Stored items
=== Section Start ===

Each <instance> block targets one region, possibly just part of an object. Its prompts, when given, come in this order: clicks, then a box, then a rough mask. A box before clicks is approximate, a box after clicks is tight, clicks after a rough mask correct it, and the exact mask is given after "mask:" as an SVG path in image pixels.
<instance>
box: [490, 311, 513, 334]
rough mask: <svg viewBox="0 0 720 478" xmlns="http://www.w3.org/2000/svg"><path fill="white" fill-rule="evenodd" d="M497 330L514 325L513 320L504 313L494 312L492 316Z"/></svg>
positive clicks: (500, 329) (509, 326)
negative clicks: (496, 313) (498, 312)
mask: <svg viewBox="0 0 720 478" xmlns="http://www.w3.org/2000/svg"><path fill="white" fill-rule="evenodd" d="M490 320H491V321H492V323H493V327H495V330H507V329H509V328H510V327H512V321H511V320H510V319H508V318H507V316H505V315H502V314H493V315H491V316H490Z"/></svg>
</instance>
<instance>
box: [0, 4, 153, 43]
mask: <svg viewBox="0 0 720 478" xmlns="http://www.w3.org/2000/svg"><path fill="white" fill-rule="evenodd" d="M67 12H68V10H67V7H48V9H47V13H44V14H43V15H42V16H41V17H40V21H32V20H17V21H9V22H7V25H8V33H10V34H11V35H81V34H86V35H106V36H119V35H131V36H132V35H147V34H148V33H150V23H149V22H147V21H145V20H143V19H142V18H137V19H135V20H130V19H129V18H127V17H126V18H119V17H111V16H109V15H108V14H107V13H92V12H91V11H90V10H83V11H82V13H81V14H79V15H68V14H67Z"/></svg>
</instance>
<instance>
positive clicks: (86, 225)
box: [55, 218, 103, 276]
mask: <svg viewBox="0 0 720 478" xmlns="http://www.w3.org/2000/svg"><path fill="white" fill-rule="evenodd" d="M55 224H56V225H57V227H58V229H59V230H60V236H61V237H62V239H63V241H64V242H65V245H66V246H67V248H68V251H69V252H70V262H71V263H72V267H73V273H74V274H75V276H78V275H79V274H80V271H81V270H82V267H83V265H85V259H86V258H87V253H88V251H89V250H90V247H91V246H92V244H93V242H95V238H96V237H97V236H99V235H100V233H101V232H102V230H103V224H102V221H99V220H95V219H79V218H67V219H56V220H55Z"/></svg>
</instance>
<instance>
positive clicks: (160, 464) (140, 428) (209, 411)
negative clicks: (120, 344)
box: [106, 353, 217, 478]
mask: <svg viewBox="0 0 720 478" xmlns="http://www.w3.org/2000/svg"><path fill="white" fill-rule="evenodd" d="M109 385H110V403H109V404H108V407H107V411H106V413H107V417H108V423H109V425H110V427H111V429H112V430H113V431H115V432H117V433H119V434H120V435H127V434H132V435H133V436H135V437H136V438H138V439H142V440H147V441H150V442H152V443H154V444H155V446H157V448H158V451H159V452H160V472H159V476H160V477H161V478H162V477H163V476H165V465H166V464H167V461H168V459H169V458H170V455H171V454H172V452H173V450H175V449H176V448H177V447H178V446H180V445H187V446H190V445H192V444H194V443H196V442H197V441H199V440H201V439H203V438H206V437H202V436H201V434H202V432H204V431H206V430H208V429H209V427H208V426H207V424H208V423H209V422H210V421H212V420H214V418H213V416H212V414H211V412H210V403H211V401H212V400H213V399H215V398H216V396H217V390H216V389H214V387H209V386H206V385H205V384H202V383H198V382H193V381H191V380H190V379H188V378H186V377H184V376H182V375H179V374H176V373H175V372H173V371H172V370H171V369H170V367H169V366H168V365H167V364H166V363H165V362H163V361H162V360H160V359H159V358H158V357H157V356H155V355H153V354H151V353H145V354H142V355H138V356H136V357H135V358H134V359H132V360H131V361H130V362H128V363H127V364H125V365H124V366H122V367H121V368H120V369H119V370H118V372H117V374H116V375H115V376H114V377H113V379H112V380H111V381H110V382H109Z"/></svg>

=== Section End ===

_BRIEF:_ Please restate the records word for word. Go from the first line to the line with "box: [490, 311, 513, 334]" and include both.

_RESPONSE TO THIS TASK:_
Each <instance> block targets one region, possibly just part of an object. Its prompts, when given, come in this order: clicks, then a box, then a rough mask. A box before clicks is approximate, a box after clicks is tight, clicks after a rough mask correct it, and the exact mask is given after "mask:" as an SVG path in image pixels.
<instance>
box: [490, 311, 513, 334]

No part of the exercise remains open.